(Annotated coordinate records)
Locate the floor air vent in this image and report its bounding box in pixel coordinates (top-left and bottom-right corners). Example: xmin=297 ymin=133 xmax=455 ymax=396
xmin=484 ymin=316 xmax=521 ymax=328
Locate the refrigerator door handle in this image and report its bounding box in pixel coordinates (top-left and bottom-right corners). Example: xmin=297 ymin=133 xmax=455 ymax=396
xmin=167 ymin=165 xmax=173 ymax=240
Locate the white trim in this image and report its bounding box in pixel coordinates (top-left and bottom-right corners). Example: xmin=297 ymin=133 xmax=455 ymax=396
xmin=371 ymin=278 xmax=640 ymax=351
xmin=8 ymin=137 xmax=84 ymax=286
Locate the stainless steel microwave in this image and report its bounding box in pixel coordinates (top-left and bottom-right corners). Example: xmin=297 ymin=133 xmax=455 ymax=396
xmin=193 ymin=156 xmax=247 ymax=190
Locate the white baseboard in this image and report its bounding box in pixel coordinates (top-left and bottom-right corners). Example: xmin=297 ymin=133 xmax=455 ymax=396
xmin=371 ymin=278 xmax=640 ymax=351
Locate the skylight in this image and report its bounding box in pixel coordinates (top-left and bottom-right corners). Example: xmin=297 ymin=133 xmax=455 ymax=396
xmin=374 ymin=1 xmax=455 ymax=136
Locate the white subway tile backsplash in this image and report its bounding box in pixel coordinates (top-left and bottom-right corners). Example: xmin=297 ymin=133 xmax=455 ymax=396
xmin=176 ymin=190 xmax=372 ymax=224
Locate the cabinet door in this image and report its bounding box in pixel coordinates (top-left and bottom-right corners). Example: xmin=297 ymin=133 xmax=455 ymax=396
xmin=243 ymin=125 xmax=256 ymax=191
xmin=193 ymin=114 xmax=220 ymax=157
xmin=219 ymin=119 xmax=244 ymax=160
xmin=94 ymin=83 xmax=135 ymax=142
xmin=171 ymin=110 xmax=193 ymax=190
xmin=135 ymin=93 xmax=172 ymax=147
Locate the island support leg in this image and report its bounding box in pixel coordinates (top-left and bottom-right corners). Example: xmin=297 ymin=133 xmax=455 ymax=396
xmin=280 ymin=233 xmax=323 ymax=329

* [Objective]: Each of the records should be retyped exactly.

* [Result for this task]:
Locate the floor air vent in this image and report its bounding box in pixel coordinates (top-left and bottom-right corners). Example: xmin=297 ymin=133 xmax=455 ymax=396
xmin=484 ymin=316 xmax=521 ymax=328
Locate the refrigerator door handle in this image and report its bounding box in pixel coordinates (top-left and bottom-right corners). Example: xmin=297 ymin=133 xmax=455 ymax=396
xmin=167 ymin=165 xmax=173 ymax=240
Locate the white trim in this image and report its bounding box in pixel coordinates (top-left and bottom-right corners). Example: xmin=297 ymin=133 xmax=455 ymax=396
xmin=371 ymin=278 xmax=640 ymax=351
xmin=8 ymin=137 xmax=84 ymax=286
Locate the stainless steel microwave in this image and report its bounding box in pixel coordinates (top-left and bottom-right corners). Example: xmin=297 ymin=133 xmax=455 ymax=396
xmin=193 ymin=156 xmax=247 ymax=190
Locate the white baseboard in this image and report its bounding box in pixel coordinates (top-left and bottom-right corners). Example: xmin=297 ymin=133 xmax=455 ymax=396
xmin=371 ymin=278 xmax=640 ymax=351
Locate the skylight in this image and report its bounding box in pixel coordinates (top-left and bottom-right corners). Example: xmin=297 ymin=133 xmax=455 ymax=396
xmin=374 ymin=1 xmax=455 ymax=136
Locate the white subway tile backsplash in this image and report its bounding box in pixel coordinates (top-left and bottom-right corners). Example: xmin=297 ymin=133 xmax=455 ymax=396
xmin=176 ymin=190 xmax=372 ymax=224
Locate the cabinet door in this image and report its bounding box in pixel coordinates (top-left and bottom-right corners). Example: xmin=297 ymin=133 xmax=455 ymax=396
xmin=243 ymin=125 xmax=256 ymax=191
xmin=193 ymin=114 xmax=220 ymax=157
xmin=219 ymin=119 xmax=244 ymax=160
xmin=94 ymin=83 xmax=135 ymax=142
xmin=171 ymin=110 xmax=193 ymax=190
xmin=135 ymin=93 xmax=172 ymax=147
Locate the island support leg in this image and report its bounding box in pixel coordinates (top-left and bottom-right corners). Example: xmin=297 ymin=133 xmax=455 ymax=396
xmin=280 ymin=233 xmax=323 ymax=329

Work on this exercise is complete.